* [TASK DETAILS] Please return each line in the listing below that contains the word "dark". Matches must have the same capitalization.

(Entries pointing to named objects)
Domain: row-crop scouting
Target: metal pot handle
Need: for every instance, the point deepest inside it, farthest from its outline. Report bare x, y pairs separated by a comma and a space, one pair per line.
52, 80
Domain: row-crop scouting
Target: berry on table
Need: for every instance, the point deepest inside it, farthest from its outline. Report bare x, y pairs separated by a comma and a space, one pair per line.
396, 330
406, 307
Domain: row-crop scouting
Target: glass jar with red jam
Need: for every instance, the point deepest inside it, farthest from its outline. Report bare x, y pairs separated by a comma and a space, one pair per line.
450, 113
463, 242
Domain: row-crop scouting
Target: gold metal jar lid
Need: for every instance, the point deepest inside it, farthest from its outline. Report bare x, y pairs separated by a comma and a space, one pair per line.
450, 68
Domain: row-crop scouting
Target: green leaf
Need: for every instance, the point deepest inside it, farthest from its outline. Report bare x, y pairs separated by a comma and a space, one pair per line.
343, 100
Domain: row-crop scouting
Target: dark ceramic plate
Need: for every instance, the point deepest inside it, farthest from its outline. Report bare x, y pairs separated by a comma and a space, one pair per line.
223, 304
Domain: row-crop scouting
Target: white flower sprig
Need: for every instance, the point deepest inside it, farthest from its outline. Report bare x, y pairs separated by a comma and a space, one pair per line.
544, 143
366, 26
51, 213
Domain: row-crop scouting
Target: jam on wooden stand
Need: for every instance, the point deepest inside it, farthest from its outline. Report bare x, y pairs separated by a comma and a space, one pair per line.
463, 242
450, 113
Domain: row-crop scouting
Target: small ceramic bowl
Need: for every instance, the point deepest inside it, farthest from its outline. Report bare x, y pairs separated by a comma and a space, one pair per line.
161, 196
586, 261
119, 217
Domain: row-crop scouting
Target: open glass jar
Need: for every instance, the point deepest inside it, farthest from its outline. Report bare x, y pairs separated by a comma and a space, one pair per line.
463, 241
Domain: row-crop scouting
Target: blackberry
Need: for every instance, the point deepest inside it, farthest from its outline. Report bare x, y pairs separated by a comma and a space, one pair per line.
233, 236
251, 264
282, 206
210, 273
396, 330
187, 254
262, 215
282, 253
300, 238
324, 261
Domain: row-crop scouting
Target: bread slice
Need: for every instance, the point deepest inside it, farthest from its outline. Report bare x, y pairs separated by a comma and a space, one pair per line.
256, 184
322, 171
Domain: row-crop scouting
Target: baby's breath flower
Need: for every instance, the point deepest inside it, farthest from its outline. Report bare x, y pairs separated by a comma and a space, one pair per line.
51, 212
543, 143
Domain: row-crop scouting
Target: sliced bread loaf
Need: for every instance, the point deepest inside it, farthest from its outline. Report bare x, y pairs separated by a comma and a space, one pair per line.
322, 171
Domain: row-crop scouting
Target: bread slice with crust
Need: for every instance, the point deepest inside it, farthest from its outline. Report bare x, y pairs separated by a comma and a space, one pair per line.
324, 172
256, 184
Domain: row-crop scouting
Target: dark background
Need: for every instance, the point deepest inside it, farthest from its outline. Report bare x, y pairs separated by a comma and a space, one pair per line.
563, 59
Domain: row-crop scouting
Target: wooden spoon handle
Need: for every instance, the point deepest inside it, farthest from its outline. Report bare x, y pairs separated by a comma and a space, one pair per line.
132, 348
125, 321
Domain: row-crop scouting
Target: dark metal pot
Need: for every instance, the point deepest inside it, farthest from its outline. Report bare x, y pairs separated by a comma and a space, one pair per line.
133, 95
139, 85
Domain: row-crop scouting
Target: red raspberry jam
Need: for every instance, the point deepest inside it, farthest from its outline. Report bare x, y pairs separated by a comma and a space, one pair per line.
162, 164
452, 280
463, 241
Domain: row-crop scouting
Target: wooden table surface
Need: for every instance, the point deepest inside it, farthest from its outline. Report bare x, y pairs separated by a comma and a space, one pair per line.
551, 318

--

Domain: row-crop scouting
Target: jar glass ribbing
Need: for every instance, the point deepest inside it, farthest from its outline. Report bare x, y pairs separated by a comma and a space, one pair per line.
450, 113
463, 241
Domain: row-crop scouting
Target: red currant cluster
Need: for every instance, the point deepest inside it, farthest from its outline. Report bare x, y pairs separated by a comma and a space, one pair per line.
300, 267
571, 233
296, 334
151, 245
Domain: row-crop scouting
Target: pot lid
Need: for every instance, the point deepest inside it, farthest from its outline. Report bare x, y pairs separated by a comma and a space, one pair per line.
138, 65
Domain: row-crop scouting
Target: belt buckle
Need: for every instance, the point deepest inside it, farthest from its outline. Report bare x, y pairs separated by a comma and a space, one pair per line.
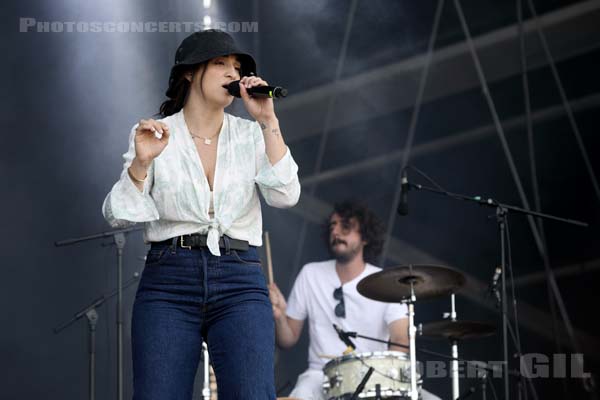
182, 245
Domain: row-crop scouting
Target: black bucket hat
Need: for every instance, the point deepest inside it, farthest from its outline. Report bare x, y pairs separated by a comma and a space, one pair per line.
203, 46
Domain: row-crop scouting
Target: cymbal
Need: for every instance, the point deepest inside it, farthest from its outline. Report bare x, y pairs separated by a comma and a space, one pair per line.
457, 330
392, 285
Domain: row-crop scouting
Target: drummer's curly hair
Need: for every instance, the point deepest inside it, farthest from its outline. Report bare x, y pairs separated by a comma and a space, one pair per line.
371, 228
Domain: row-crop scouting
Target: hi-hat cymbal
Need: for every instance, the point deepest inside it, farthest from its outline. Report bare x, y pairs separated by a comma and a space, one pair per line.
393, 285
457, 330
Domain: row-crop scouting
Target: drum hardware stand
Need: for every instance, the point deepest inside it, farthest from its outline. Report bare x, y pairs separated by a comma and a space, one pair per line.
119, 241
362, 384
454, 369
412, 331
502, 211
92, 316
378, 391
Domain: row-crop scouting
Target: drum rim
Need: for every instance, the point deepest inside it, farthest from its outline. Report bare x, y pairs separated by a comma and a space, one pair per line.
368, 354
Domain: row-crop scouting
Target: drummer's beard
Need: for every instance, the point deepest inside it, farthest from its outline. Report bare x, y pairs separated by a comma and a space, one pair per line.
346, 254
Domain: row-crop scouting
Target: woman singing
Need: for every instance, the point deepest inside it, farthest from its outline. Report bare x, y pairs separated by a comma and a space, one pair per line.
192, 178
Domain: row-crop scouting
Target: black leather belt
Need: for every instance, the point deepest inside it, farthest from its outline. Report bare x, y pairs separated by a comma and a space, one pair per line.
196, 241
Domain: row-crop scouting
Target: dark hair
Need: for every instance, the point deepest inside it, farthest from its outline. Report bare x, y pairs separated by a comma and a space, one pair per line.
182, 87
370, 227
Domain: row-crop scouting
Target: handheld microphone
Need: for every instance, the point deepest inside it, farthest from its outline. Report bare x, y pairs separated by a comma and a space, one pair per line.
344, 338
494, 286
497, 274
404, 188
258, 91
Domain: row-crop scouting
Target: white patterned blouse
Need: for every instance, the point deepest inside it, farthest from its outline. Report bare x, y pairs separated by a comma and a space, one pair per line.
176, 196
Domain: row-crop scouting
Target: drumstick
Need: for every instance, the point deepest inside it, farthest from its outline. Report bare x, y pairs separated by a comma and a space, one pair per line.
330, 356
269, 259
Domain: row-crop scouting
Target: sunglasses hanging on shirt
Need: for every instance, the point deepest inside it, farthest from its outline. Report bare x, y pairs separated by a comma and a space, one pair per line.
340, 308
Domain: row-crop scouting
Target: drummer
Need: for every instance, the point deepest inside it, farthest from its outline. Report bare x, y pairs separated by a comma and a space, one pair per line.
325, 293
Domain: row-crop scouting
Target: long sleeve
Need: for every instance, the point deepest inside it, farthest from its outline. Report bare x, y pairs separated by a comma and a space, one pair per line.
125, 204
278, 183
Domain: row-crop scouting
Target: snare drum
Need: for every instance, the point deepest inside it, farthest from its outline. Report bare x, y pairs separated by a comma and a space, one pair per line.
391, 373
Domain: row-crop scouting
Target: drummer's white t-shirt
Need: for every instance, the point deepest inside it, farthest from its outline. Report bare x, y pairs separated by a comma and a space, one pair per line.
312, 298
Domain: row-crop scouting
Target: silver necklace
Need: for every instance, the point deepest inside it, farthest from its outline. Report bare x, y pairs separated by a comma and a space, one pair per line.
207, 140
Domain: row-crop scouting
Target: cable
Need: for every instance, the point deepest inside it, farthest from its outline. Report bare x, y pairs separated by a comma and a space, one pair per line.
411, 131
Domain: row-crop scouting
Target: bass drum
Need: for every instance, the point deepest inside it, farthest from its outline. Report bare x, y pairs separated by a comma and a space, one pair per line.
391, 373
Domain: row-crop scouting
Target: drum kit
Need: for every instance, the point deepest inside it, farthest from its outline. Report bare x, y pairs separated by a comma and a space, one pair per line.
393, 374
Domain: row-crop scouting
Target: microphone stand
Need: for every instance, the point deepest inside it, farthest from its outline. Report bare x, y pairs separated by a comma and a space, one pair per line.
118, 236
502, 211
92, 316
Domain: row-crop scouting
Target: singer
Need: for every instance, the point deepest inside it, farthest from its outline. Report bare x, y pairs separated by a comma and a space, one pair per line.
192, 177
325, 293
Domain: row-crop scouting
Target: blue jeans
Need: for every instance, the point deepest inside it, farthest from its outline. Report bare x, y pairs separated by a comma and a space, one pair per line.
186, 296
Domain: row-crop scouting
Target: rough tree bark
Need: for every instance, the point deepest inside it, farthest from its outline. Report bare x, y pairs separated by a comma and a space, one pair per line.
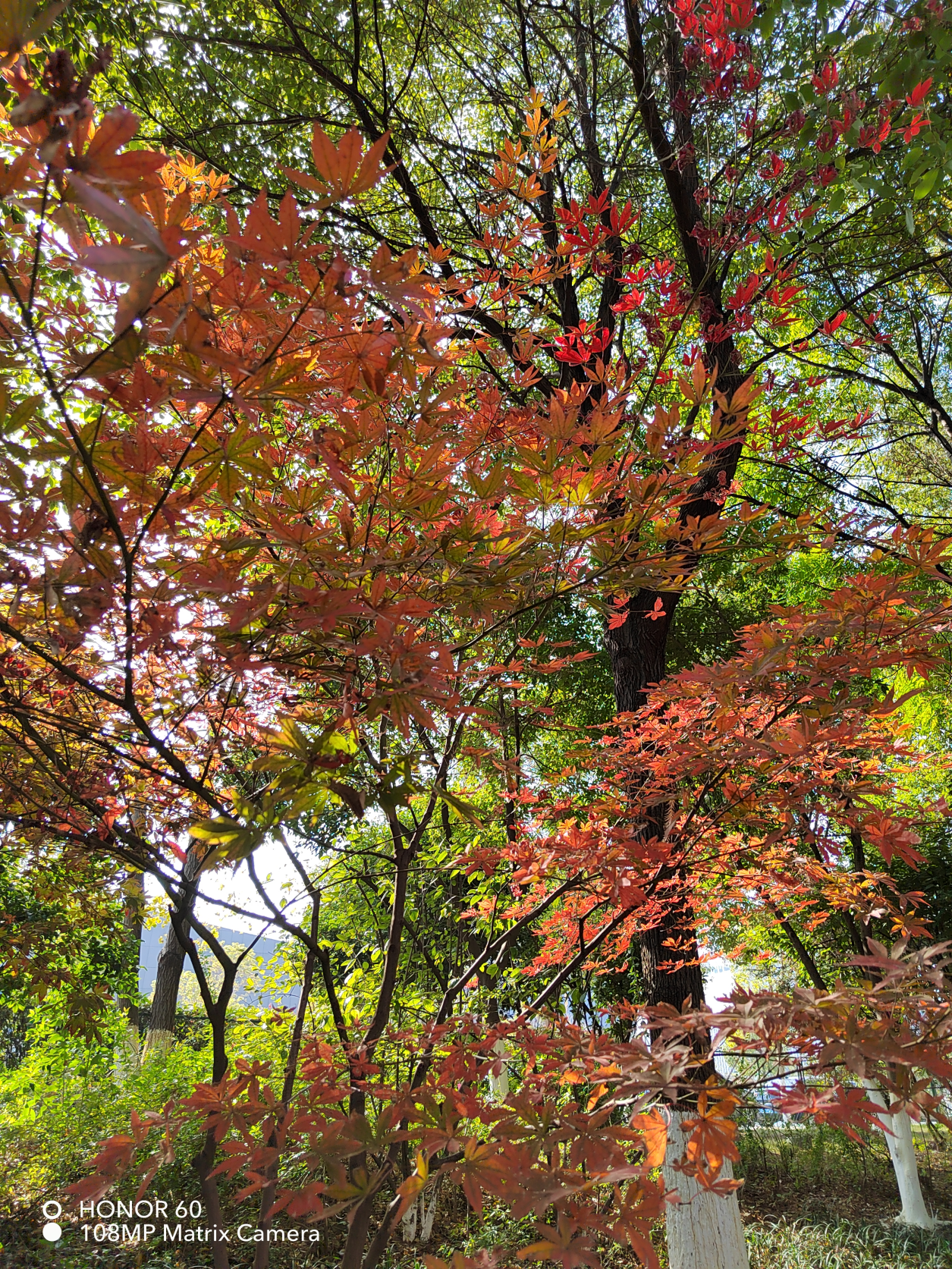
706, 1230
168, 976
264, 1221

* [ANSWER TO THIS TASK]
Target: dark ceramic plate
Target: dark background
Target: dark metal pot
Target: dark hair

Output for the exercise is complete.